> _Requirements_: Copy the records word for word, leaving out the pictures.

> _Data records_:
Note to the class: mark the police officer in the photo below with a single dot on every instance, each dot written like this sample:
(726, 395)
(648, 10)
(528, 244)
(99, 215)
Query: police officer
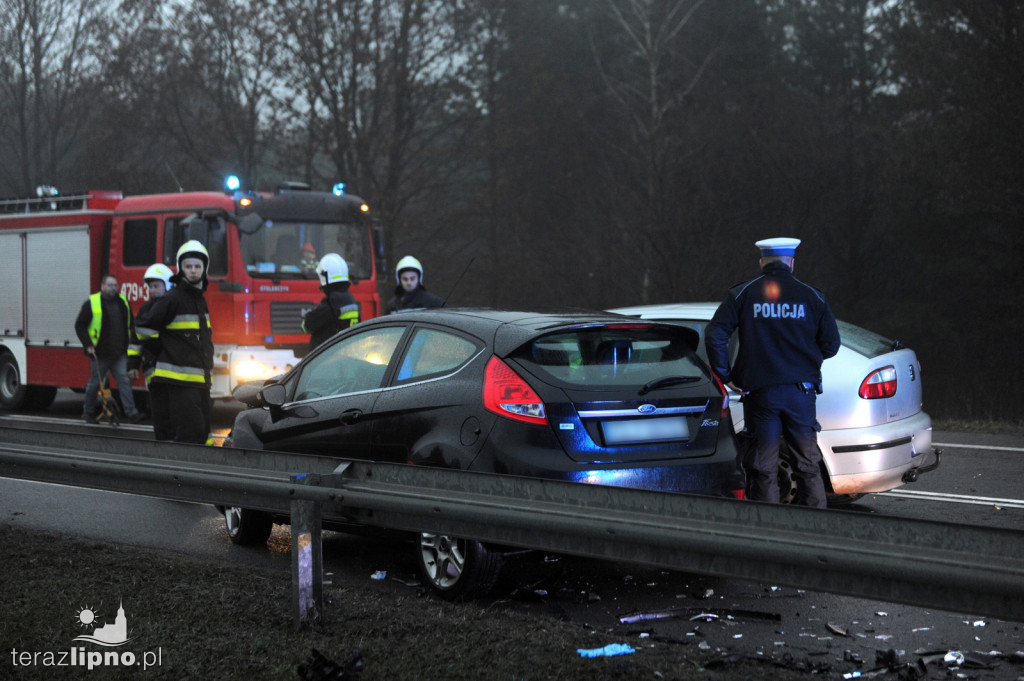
(184, 364)
(786, 330)
(410, 294)
(338, 310)
(142, 354)
(105, 328)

> _Task result_:
Note to the class: mark the police officer in the photo below with a single dot on every instance, each dot written like this sample:
(726, 395)
(648, 10)
(528, 244)
(99, 215)
Query: police officer
(184, 364)
(786, 330)
(410, 294)
(338, 310)
(142, 354)
(105, 328)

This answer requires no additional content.